Your goal
Look in the data below for the line that has "Target: lion mouth", then print exactly every line from there through the line that has "the form [543,294].", leaving pictures out.

(Dataset)

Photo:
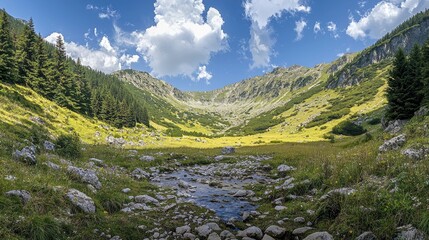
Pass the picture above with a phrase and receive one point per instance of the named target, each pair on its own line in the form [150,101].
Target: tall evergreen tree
[26,54]
[7,58]
[395,91]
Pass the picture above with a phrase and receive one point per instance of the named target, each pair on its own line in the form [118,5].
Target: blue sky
[207,44]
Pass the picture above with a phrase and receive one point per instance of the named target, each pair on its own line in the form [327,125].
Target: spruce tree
[26,54]
[7,58]
[395,92]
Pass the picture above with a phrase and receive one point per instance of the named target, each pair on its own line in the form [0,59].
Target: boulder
[139,174]
[254,232]
[203,231]
[302,230]
[393,144]
[49,146]
[341,191]
[367,236]
[22,194]
[182,230]
[146,158]
[285,168]
[319,236]
[146,199]
[80,200]
[228,150]
[214,236]
[275,231]
[416,154]
[394,127]
[86,176]
[26,155]
[410,233]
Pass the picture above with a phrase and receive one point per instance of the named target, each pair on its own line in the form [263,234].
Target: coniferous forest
[26,59]
[408,85]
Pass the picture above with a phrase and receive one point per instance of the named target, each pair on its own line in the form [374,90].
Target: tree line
[26,59]
[408,85]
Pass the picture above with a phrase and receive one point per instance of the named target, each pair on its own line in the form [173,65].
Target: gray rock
[410,233]
[319,236]
[214,226]
[393,144]
[203,231]
[214,236]
[182,230]
[299,220]
[302,230]
[139,174]
[416,154]
[254,232]
[189,236]
[394,127]
[367,236]
[267,237]
[22,194]
[341,191]
[26,155]
[146,158]
[285,168]
[146,199]
[80,200]
[53,165]
[228,150]
[86,176]
[226,234]
[275,231]
[49,146]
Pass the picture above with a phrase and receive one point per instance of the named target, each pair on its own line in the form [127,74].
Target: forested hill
[26,59]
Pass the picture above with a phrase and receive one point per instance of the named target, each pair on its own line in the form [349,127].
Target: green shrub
[68,145]
[349,129]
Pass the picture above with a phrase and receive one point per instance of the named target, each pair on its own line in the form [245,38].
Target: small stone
[275,231]
[302,230]
[182,230]
[214,236]
[367,236]
[80,200]
[319,236]
[22,194]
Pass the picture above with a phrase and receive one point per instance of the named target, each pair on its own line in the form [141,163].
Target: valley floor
[284,191]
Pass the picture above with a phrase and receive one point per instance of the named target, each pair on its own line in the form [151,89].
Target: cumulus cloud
[332,27]
[384,17]
[317,28]
[260,12]
[103,12]
[105,59]
[181,40]
[299,28]
[203,74]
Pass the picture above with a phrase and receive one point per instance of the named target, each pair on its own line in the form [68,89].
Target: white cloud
[260,12]
[384,17]
[299,28]
[332,27]
[181,40]
[105,59]
[317,28]
[203,74]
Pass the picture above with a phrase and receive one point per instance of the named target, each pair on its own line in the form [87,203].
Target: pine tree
[425,73]
[396,88]
[7,58]
[26,54]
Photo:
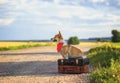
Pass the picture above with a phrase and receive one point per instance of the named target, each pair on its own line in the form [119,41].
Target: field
[107,68]
[21,45]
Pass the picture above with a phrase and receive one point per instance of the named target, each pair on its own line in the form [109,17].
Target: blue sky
[42,19]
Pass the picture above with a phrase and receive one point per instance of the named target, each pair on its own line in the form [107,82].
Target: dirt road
[35,65]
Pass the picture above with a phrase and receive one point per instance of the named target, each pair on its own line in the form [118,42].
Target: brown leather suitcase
[73,69]
[74,61]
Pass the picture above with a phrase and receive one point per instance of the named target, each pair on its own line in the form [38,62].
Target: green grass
[24,46]
[106,61]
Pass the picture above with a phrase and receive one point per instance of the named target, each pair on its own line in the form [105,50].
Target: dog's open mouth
[54,40]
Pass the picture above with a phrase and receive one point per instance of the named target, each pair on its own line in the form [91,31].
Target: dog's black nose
[51,38]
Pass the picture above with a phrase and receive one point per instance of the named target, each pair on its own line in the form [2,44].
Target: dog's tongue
[59,46]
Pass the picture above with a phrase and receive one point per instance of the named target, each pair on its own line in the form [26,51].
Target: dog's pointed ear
[59,32]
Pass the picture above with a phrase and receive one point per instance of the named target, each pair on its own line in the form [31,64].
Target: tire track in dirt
[35,65]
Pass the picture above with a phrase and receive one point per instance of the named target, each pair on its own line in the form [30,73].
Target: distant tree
[73,40]
[99,39]
[116,36]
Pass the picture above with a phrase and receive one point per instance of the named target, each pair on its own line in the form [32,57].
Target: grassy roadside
[20,45]
[106,62]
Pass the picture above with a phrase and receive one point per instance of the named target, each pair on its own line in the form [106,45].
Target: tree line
[115,38]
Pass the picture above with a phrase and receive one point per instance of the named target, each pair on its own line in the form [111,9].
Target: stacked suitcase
[73,65]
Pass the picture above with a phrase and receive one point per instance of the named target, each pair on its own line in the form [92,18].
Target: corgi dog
[67,51]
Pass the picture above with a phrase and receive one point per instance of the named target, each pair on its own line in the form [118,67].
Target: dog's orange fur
[67,51]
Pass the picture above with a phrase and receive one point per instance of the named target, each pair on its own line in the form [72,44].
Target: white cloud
[6,21]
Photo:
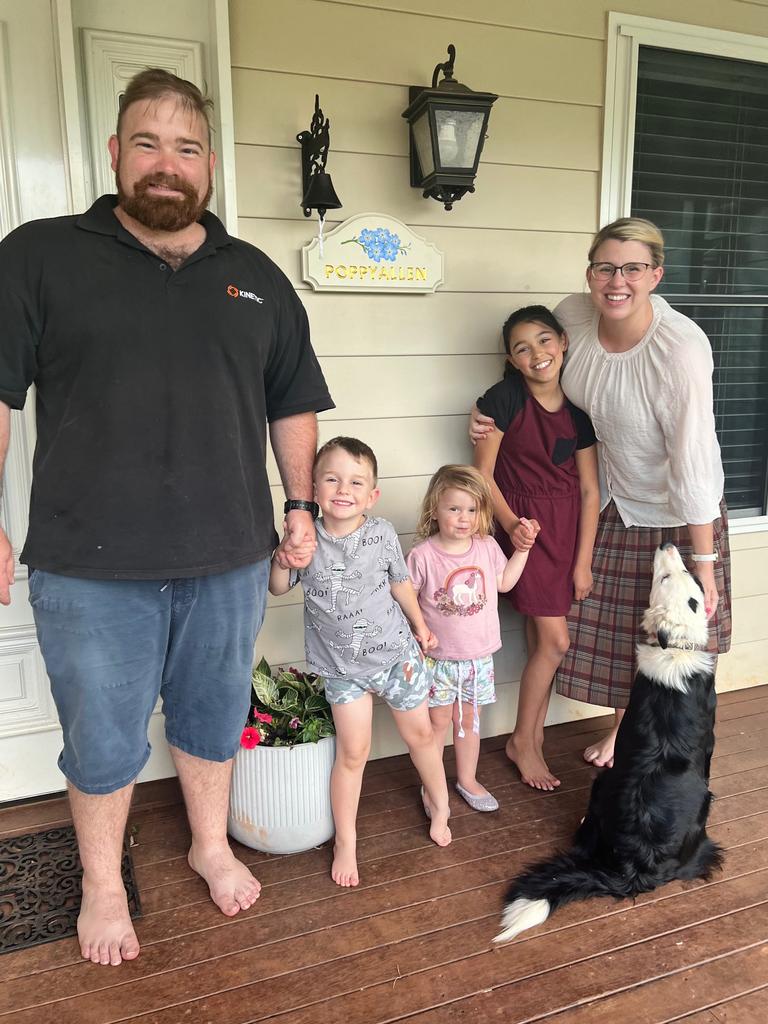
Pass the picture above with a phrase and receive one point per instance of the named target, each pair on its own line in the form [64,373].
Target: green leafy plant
[288,707]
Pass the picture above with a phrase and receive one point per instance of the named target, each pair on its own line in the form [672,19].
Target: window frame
[627,33]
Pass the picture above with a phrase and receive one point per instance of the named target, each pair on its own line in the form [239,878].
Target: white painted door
[62,65]
[33,183]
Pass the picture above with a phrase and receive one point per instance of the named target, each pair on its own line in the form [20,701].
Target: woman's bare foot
[344,867]
[530,764]
[104,927]
[231,886]
[601,754]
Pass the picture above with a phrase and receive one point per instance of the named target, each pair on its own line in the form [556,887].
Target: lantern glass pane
[459,136]
[423,140]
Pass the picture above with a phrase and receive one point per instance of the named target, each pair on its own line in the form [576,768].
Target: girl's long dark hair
[527,314]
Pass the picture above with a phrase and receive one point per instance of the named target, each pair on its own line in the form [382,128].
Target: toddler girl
[458,570]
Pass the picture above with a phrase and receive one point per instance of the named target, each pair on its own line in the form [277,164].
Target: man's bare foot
[530,764]
[344,867]
[231,885]
[601,754]
[104,927]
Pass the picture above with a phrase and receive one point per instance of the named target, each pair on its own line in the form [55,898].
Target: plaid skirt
[605,627]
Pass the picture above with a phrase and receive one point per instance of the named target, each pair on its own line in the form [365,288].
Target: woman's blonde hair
[631,229]
[461,478]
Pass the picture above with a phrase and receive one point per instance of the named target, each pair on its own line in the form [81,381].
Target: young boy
[358,601]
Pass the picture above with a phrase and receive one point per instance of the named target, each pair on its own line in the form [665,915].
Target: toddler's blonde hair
[461,478]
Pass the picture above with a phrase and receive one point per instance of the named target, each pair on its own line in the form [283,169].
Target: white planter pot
[280,800]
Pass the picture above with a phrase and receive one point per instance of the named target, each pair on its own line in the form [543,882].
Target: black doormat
[40,888]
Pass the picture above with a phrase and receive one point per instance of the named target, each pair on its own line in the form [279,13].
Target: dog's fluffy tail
[545,887]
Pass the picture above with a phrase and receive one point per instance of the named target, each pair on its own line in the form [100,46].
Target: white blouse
[652,413]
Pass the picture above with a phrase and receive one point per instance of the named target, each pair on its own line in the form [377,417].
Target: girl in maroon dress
[541,464]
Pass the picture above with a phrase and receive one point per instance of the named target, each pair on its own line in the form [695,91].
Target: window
[692,156]
[700,172]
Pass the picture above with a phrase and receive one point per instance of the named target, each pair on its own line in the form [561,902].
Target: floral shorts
[403,685]
[472,681]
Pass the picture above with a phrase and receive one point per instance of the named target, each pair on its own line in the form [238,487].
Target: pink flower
[251,737]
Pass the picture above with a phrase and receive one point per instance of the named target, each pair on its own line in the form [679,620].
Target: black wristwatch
[299,505]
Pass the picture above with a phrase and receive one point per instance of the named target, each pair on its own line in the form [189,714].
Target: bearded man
[160,348]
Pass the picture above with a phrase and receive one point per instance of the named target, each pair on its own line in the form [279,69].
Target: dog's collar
[689,646]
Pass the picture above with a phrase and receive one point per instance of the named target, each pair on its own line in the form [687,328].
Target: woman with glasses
[642,372]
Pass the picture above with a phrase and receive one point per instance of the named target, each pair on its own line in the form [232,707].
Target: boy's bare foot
[438,828]
[344,867]
[601,754]
[231,886]
[104,927]
[531,766]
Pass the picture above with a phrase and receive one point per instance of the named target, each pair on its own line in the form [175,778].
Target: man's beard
[159,213]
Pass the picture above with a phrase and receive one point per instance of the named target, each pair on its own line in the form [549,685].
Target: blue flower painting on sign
[380,244]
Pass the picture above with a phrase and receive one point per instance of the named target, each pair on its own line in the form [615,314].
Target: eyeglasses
[630,271]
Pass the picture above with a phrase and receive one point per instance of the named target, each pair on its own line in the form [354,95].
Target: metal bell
[321,195]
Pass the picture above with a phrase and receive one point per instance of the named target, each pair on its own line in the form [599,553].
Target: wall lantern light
[448,126]
[316,188]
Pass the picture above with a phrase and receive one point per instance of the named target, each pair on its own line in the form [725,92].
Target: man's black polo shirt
[154,389]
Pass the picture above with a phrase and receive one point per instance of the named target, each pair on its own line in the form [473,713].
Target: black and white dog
[646,821]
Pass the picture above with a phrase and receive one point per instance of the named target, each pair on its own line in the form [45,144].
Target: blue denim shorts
[113,646]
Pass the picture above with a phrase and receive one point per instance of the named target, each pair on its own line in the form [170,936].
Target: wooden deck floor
[414,940]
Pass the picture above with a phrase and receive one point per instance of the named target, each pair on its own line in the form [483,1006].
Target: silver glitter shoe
[486,803]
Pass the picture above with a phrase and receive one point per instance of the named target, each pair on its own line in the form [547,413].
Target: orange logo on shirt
[240,293]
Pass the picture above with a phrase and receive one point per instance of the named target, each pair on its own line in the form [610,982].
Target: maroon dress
[536,472]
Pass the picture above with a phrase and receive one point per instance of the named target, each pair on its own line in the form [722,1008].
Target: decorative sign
[372,253]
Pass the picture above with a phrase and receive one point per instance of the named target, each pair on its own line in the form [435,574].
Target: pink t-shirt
[459,597]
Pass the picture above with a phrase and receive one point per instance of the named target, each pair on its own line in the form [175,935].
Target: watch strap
[299,505]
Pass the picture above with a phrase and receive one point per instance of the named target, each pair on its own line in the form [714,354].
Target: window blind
[700,172]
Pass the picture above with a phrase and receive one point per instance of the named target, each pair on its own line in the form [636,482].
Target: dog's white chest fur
[672,667]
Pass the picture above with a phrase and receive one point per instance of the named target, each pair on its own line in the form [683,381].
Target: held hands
[7,568]
[425,638]
[479,426]
[706,573]
[523,534]
[298,544]
[583,583]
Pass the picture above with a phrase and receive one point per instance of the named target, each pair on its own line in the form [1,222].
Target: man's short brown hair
[357,450]
[155,84]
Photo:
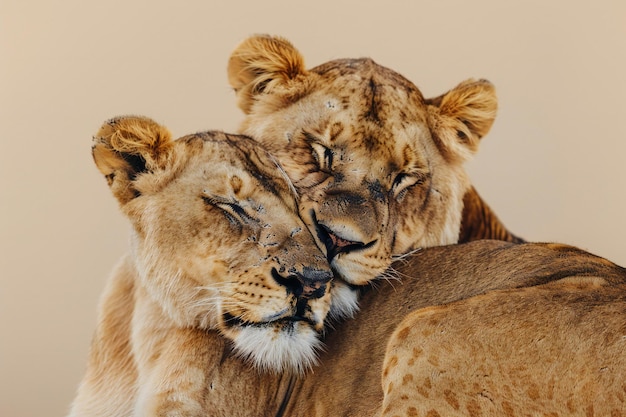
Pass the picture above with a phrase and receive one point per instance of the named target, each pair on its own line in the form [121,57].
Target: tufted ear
[461,117]
[125,147]
[260,64]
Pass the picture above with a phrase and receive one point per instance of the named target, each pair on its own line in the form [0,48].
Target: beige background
[552,167]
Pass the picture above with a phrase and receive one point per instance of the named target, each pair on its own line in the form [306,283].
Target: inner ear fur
[260,64]
[461,117]
[127,146]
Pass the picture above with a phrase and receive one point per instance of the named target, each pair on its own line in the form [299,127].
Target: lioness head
[217,241]
[379,167]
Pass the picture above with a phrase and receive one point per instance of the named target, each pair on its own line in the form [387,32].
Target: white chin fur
[289,350]
[345,302]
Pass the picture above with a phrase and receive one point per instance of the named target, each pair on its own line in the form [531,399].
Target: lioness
[223,300]
[217,246]
[379,167]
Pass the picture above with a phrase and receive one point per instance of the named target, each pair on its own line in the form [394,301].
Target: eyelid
[405,180]
[229,206]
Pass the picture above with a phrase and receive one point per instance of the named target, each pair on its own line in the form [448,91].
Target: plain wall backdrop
[553,166]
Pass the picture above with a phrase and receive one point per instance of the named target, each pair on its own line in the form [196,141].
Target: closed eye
[405,180]
[323,155]
[232,209]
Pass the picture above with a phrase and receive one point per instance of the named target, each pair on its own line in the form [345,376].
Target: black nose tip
[310,283]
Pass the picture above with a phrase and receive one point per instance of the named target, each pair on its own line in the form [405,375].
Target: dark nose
[308,283]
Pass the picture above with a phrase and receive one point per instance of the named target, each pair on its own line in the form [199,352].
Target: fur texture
[217,245]
[379,167]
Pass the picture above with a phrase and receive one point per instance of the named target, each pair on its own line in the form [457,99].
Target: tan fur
[378,166]
[550,350]
[217,246]
[162,346]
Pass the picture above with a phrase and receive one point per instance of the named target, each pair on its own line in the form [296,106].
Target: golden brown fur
[217,245]
[379,167]
[163,348]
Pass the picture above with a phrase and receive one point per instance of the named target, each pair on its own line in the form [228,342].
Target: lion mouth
[334,243]
[288,321]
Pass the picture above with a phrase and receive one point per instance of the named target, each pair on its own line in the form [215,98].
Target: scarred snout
[309,283]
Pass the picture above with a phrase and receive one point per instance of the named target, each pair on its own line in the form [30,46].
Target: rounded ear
[261,63]
[126,146]
[461,117]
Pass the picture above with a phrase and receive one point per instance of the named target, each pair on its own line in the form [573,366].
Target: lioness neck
[480,222]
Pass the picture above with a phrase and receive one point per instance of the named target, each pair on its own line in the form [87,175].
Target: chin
[285,346]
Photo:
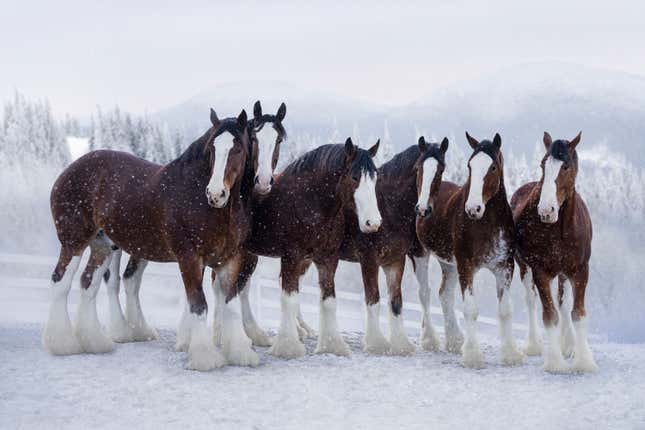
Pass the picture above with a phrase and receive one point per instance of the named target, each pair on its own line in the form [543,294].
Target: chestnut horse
[471,227]
[398,188]
[554,239]
[266,133]
[302,221]
[189,211]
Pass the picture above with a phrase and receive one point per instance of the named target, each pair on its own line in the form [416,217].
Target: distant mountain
[520,102]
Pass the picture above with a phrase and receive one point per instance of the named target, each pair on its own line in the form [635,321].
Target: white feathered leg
[58,335]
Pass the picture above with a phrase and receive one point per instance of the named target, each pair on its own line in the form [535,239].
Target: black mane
[331,157]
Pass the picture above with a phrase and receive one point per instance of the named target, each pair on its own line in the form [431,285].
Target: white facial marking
[369,217]
[479,165]
[216,191]
[266,145]
[548,207]
[429,171]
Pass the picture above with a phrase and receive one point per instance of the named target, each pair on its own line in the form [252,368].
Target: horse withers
[189,211]
[469,228]
[302,221]
[554,235]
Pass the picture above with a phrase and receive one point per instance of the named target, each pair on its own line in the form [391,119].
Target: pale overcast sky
[146,55]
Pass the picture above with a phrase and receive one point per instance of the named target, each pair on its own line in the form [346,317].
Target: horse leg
[374,342]
[236,346]
[202,354]
[454,336]
[329,338]
[471,353]
[88,328]
[533,343]
[132,277]
[287,343]
[428,338]
[304,330]
[510,354]
[401,345]
[120,331]
[583,360]
[567,337]
[553,359]
[58,335]
[251,327]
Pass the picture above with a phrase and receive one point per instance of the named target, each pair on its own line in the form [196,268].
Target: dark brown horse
[302,221]
[471,227]
[554,240]
[189,211]
[266,133]
[398,190]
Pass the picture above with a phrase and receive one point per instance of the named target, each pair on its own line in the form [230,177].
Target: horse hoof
[287,347]
[532,347]
[454,343]
[258,336]
[511,356]
[332,344]
[61,343]
[429,342]
[376,345]
[204,358]
[402,346]
[472,357]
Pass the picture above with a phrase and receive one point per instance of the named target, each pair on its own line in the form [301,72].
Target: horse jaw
[266,147]
[548,206]
[369,217]
[426,182]
[216,191]
[479,165]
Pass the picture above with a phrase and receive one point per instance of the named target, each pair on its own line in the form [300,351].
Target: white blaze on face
[266,145]
[429,171]
[548,207]
[216,191]
[369,217]
[479,165]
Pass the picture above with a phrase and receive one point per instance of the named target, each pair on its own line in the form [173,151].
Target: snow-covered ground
[144,385]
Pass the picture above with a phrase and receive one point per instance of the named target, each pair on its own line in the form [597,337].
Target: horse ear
[547,141]
[257,110]
[350,149]
[497,140]
[423,146]
[214,119]
[374,149]
[282,111]
[444,145]
[241,120]
[575,141]
[472,141]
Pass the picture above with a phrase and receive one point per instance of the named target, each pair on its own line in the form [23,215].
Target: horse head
[485,174]
[226,149]
[429,166]
[559,171]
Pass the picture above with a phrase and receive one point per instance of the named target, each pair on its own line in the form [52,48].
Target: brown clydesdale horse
[266,133]
[399,185]
[554,239]
[189,211]
[302,221]
[471,227]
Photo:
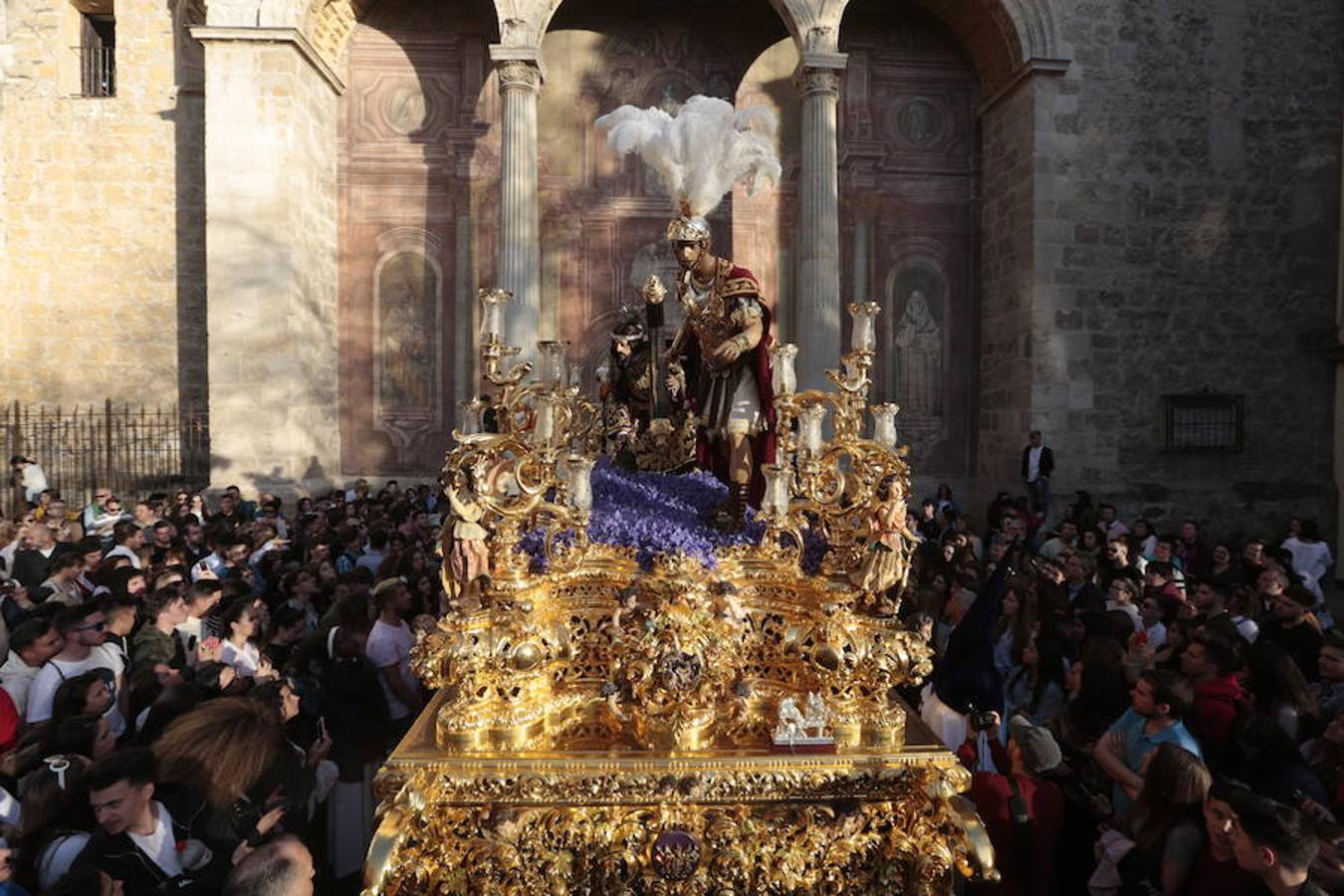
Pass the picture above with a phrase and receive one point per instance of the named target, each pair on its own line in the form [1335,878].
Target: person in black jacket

(End Dataset)

Solution for this exercise
Target: lion mouth
[334,243]
[288,321]
Pass the picture above with a phrase and receive one point per instance of the named target, each pair on its own line in the form [215,98].
Target: scarred snout
[309,283]
Pass the picture above with a phrase and receive one point per instance of the named target, each pair on its own line in the form [30,46].
Target: rounded ear
[261,63]
[126,146]
[461,117]
Pass the picture above with a phrase and receive one point per instance of the named target, each pair on its own line in the form [573,366].
Target: lioness neck
[480,222]
Pass the picture above with a phrase and receive one point per instance of the named target, each pair on its own line in the form [87,175].
Target: chin
[285,346]
Photo:
Pass the picture above with a phrase and receive one point per instance of the named target, each pair on its own line in the form [543,294].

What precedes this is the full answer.